EXTRACTED ENTRIES below:
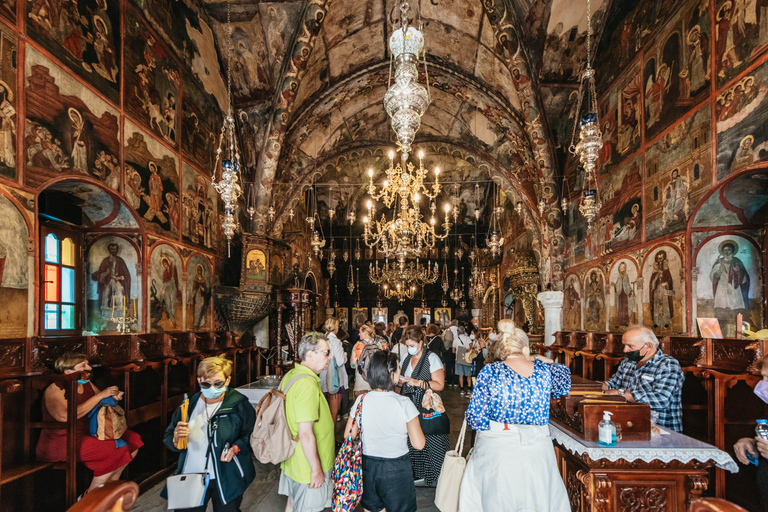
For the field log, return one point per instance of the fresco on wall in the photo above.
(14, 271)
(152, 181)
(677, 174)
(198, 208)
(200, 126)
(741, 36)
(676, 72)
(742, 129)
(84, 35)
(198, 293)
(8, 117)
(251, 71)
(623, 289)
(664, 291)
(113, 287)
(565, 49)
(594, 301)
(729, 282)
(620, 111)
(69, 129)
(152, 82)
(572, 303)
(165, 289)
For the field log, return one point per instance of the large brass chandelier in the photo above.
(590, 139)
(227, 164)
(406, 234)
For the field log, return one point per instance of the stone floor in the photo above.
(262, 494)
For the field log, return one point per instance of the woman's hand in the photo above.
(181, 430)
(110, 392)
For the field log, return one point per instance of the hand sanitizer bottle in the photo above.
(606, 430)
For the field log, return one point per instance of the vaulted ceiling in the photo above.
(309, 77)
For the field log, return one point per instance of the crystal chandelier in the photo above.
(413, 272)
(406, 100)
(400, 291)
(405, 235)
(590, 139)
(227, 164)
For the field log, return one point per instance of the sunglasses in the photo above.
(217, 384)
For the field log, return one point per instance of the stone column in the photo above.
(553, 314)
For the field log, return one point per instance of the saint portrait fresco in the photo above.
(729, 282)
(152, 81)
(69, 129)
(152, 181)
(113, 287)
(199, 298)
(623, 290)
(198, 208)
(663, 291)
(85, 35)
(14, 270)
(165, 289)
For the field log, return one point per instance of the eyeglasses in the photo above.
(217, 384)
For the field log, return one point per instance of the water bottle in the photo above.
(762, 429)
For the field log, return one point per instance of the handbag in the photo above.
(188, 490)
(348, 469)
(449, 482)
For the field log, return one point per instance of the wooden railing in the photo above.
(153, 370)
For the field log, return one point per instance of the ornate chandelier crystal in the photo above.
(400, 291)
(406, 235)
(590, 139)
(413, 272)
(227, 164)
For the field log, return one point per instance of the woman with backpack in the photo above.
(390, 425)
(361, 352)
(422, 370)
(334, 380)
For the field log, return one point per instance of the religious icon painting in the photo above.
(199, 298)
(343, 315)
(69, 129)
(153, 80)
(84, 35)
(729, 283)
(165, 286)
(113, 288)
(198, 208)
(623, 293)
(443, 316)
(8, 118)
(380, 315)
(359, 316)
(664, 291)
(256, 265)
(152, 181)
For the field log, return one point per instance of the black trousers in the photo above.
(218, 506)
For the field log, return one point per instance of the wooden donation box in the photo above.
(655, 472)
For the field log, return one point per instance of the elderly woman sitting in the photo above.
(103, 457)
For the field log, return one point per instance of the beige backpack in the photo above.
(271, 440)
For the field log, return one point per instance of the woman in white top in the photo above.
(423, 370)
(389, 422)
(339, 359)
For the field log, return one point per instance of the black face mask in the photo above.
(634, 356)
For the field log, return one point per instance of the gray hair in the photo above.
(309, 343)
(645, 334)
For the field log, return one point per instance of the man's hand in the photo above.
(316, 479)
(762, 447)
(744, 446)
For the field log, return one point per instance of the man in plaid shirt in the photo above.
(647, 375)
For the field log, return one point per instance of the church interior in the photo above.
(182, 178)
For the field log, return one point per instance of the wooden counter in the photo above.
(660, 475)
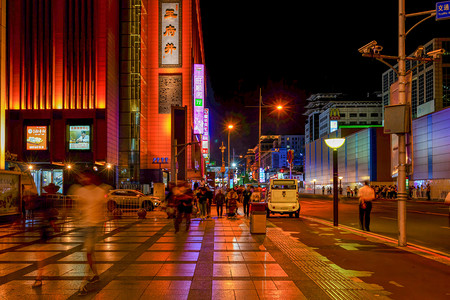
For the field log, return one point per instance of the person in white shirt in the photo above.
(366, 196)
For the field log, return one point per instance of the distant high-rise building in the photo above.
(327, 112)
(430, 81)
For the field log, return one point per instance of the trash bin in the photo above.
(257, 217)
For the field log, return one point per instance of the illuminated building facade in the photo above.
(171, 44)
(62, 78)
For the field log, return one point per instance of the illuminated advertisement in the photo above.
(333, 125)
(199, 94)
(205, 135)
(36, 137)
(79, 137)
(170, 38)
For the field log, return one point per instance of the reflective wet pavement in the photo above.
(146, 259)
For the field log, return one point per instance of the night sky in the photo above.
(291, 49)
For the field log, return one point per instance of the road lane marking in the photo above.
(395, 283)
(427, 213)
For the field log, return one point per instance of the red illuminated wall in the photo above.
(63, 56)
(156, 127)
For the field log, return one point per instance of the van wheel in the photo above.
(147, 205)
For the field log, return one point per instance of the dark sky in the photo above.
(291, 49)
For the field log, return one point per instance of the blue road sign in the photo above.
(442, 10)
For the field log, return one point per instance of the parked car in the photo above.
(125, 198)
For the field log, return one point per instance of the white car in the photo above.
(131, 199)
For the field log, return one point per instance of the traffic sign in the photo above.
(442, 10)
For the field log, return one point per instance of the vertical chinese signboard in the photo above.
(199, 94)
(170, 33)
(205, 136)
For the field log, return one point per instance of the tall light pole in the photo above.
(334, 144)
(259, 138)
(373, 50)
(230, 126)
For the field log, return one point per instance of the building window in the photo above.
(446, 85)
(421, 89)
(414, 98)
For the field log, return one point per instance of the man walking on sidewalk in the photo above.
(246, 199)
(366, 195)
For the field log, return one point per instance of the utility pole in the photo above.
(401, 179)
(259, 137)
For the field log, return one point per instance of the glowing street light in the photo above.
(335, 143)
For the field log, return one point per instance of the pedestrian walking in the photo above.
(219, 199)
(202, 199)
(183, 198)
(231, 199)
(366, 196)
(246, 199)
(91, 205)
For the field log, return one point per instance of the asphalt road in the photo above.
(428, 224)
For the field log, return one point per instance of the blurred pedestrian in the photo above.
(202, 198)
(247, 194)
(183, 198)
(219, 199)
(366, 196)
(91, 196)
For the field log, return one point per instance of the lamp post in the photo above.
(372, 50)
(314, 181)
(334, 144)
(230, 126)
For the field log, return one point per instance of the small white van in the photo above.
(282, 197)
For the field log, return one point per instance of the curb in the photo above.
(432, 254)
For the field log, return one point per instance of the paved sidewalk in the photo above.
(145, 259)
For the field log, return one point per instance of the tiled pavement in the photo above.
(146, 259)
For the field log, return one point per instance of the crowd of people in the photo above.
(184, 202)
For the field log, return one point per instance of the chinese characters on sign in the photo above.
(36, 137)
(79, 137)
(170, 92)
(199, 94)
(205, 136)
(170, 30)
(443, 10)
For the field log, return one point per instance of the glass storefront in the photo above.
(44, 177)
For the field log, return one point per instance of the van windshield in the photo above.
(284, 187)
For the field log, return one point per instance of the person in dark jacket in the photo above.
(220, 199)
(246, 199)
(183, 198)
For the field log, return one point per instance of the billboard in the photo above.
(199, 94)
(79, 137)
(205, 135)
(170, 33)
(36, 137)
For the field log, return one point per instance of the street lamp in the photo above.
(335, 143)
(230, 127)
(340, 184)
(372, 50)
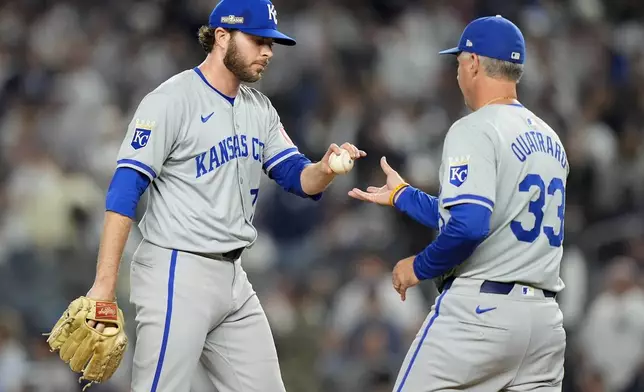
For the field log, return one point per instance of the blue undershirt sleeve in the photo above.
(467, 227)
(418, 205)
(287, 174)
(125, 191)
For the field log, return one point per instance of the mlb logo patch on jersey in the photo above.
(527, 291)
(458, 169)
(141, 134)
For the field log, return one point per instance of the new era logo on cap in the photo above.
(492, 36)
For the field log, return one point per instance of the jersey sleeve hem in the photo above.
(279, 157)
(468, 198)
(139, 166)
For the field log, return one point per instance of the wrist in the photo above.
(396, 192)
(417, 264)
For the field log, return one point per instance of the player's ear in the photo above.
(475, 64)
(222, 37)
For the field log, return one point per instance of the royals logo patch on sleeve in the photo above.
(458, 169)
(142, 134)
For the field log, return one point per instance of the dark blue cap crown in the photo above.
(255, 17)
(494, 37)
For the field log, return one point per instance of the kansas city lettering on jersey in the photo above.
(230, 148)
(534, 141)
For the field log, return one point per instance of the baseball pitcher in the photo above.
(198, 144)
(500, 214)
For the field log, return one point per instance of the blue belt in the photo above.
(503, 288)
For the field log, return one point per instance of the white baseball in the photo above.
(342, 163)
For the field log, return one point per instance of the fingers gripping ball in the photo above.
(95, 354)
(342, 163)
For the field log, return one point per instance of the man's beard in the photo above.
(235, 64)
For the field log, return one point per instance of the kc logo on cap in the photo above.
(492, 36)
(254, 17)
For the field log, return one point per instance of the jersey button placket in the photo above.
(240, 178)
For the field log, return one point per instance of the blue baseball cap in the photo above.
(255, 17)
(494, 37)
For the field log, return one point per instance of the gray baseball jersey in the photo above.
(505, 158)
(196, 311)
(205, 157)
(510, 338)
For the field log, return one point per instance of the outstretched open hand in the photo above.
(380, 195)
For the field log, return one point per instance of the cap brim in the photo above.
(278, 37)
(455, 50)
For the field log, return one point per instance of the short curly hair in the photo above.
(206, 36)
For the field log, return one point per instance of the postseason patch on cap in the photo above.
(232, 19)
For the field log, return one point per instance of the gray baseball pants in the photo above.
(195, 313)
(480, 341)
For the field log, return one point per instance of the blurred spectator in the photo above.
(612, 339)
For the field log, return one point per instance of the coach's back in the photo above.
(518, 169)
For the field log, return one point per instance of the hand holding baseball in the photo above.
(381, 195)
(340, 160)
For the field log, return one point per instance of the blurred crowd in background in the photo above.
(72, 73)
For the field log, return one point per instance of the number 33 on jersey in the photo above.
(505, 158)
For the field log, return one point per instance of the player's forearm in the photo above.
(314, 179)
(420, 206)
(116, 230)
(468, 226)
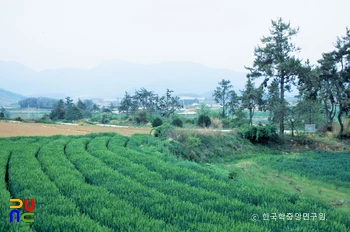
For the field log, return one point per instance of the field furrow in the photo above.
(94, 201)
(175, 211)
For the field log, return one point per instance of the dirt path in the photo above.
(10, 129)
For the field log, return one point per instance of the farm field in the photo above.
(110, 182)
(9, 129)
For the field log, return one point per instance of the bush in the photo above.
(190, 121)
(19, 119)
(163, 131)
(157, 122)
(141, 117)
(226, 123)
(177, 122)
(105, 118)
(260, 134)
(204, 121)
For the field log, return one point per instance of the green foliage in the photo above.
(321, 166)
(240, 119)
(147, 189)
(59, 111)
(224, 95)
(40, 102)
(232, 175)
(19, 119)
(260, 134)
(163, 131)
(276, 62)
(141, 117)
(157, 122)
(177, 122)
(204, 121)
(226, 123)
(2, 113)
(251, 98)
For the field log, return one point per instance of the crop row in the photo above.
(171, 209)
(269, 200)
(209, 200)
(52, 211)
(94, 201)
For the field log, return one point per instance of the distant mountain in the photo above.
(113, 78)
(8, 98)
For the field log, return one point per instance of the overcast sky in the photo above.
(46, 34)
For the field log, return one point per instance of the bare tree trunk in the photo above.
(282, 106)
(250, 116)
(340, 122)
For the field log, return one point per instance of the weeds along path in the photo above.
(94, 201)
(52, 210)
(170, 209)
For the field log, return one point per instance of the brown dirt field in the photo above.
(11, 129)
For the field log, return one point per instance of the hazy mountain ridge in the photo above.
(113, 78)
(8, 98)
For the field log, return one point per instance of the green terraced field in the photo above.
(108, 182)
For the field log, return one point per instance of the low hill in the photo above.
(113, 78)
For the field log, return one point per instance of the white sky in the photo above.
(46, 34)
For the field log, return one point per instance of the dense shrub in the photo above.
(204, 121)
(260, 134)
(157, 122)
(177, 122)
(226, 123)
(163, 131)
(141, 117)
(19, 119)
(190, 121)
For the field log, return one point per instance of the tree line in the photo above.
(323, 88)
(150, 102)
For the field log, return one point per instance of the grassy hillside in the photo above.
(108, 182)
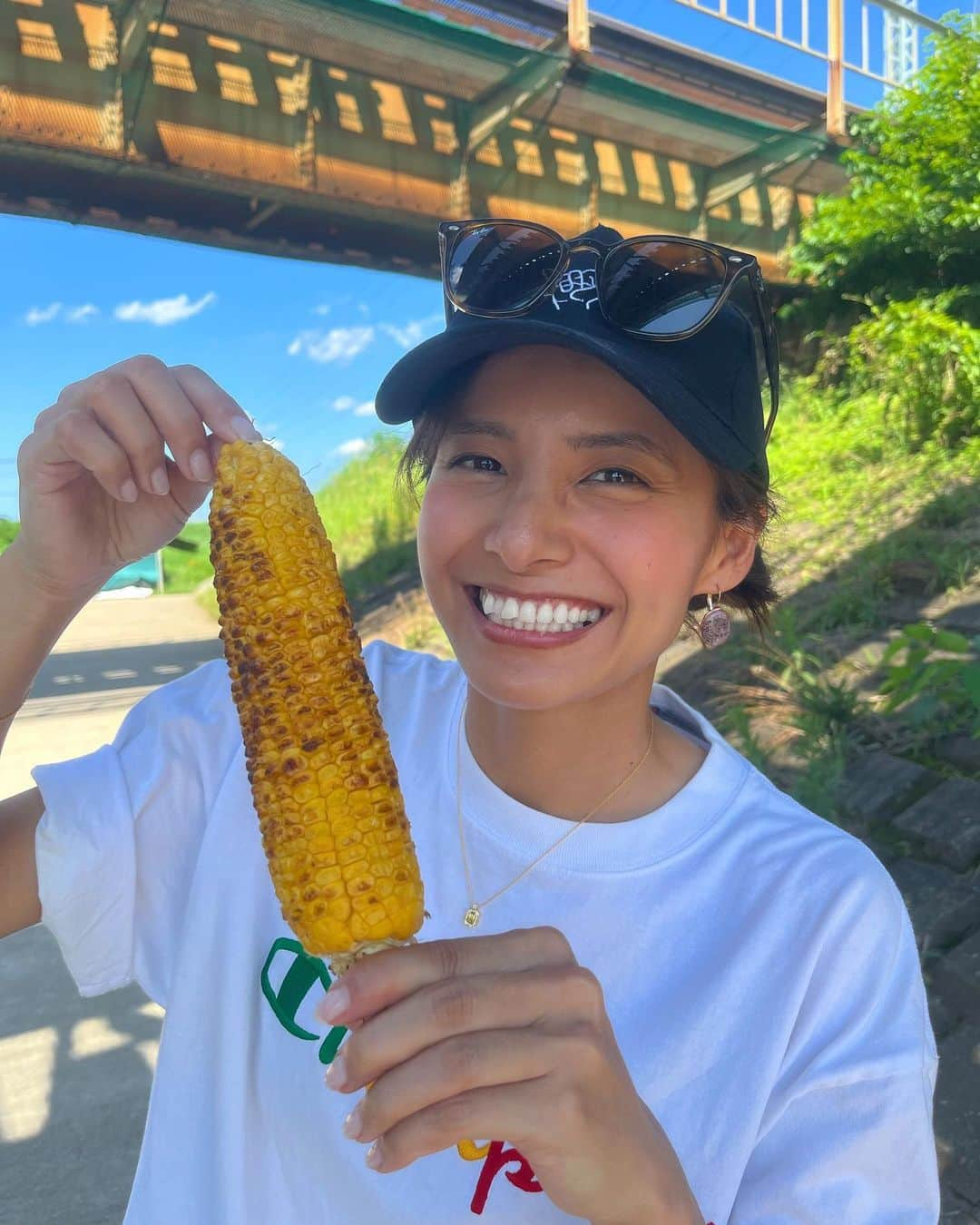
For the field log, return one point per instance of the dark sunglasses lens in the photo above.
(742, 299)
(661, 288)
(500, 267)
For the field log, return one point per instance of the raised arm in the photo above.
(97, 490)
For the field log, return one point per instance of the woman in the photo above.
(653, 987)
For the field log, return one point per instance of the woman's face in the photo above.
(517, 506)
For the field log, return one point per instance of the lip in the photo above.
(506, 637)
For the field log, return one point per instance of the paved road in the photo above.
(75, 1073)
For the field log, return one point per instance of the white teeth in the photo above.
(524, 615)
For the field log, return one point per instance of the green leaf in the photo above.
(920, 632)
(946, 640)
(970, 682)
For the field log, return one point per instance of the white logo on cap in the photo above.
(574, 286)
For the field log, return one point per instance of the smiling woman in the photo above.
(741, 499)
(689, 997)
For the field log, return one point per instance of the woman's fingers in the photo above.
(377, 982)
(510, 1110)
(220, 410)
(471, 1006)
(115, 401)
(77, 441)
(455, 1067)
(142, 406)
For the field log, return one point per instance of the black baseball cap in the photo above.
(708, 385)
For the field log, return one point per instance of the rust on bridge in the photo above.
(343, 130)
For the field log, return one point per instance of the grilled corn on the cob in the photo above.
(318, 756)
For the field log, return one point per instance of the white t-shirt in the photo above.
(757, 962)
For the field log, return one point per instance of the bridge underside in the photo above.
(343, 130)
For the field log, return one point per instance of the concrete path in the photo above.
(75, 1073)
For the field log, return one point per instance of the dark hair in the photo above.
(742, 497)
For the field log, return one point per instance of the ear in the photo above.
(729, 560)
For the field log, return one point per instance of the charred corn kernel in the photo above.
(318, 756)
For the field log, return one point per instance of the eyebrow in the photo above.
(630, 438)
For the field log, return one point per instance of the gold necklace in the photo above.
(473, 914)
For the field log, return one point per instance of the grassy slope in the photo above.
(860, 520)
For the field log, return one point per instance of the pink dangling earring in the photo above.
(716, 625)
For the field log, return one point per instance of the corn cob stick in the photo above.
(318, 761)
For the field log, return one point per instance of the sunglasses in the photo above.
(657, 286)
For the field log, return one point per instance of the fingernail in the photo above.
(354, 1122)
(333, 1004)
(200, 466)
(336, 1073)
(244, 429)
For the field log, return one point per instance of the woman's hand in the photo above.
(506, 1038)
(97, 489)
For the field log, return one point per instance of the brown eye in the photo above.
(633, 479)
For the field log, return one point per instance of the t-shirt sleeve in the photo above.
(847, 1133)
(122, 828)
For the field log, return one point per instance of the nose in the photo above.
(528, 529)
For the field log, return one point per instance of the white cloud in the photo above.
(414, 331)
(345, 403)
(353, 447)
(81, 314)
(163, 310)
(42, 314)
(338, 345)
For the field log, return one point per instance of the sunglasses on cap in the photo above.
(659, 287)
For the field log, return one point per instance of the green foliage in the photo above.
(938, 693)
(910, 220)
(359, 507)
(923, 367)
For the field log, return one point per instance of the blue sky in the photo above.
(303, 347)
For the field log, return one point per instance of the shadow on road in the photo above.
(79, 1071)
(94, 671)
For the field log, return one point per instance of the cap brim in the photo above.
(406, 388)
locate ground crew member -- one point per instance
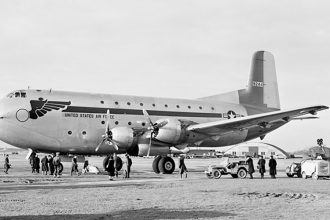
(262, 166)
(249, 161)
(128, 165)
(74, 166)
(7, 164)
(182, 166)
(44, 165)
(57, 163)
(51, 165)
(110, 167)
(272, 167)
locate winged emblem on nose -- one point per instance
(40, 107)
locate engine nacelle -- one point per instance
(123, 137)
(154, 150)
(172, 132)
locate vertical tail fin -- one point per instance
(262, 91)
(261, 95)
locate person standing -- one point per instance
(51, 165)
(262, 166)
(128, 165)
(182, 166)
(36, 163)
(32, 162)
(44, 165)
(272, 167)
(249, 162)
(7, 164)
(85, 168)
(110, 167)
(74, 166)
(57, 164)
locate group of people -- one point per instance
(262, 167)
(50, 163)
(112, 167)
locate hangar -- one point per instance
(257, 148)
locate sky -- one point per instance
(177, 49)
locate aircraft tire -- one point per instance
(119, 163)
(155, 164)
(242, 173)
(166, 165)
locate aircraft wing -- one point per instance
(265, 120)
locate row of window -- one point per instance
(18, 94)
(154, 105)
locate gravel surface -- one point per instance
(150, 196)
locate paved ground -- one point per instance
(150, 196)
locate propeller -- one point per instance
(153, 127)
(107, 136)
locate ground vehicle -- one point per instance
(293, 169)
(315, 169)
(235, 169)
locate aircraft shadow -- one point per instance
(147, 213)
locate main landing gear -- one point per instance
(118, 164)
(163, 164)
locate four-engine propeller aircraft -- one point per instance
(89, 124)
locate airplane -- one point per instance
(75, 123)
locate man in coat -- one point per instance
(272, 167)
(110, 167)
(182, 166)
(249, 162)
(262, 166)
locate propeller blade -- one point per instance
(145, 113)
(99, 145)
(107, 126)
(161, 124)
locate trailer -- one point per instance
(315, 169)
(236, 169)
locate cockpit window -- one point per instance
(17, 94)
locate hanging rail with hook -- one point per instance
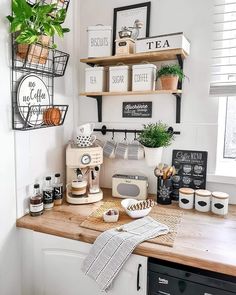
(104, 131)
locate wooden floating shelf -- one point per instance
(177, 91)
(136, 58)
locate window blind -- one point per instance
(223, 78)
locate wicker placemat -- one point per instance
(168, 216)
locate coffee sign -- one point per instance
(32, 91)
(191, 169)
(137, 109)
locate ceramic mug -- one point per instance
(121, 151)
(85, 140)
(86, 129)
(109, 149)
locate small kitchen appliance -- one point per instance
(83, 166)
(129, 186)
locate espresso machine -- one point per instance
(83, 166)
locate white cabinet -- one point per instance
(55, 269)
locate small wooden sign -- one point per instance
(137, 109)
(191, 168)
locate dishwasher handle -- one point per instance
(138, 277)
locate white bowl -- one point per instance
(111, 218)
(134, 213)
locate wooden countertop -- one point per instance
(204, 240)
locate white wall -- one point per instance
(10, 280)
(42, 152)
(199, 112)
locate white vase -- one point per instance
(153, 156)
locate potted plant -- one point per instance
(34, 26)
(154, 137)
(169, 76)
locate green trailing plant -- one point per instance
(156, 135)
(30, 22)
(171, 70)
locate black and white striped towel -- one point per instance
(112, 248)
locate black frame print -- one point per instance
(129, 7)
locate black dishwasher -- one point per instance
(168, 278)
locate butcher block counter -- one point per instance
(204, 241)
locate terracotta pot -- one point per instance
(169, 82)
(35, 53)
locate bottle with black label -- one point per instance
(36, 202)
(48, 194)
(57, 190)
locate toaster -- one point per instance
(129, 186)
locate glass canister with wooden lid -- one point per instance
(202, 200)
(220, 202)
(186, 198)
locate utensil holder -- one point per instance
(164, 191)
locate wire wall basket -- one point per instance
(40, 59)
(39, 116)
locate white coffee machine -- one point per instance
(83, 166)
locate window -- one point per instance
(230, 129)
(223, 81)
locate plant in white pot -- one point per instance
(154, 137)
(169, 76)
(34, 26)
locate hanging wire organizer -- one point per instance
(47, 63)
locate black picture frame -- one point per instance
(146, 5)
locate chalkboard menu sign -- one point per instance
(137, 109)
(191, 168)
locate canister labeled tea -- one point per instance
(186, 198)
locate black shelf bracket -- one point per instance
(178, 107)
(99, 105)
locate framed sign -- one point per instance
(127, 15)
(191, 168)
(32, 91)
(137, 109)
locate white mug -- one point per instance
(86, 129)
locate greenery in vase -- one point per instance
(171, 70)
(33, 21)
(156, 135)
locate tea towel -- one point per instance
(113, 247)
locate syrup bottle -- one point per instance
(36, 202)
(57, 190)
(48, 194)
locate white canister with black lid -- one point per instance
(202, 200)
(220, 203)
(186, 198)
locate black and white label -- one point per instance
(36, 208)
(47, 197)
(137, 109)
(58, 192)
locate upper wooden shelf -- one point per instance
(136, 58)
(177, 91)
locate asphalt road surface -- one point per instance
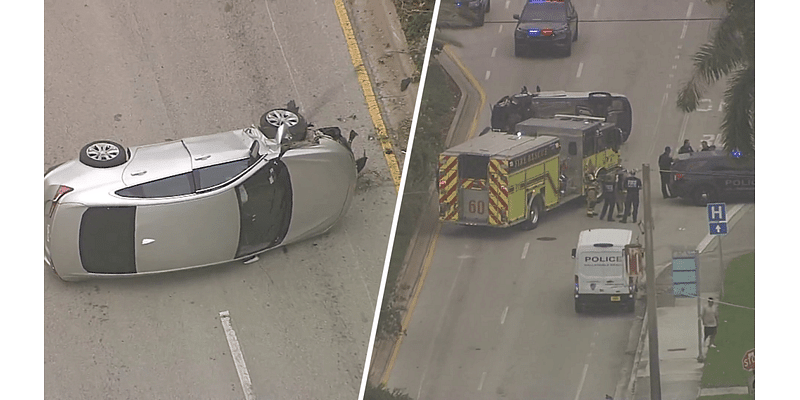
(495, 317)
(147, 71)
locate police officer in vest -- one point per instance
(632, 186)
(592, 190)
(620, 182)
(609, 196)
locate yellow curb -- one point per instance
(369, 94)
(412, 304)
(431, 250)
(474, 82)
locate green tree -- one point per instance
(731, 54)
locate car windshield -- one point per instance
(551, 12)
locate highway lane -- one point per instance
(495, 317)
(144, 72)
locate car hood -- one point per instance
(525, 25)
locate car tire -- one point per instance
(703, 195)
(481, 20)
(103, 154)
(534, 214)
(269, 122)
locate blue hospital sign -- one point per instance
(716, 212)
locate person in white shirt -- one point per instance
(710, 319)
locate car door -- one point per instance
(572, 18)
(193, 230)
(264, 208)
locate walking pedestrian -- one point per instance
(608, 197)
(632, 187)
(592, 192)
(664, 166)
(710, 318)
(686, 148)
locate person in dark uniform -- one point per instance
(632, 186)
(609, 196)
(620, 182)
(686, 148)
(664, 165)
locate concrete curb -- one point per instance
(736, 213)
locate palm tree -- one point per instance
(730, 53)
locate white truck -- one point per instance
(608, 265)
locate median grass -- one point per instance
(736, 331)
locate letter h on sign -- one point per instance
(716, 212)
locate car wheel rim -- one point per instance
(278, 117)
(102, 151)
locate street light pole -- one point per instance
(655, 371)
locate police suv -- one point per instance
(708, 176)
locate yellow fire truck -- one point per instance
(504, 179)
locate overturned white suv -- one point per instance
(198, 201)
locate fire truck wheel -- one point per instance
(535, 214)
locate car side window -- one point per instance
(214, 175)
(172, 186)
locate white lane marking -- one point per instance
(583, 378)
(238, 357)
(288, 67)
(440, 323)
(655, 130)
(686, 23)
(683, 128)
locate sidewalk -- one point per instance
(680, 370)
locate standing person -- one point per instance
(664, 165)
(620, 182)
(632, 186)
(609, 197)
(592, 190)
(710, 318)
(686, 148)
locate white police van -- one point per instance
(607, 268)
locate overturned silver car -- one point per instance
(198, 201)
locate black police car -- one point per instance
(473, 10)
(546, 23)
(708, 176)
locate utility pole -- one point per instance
End of EXTRACTED ENTRIES.
_THE PROBLEM:_
Copy, without any change, the lines from the one that contains "locate white lane" to the final line of the entries above.

_RESULT:_
locate white lane marking -- one point per instance
(583, 378)
(238, 357)
(288, 67)
(440, 323)
(655, 130)
(686, 23)
(683, 128)
locate sidewalk -- one point per instance
(680, 370)
locate standing person -- one point per instance
(664, 165)
(620, 182)
(632, 186)
(609, 197)
(592, 190)
(710, 318)
(686, 148)
locate white police van -- one point per instance
(607, 268)
locate overturned silver car -- one point per instance
(198, 201)
locate black police car -- one point per instance
(473, 10)
(546, 23)
(708, 176)
locate utility pole -- one point per instance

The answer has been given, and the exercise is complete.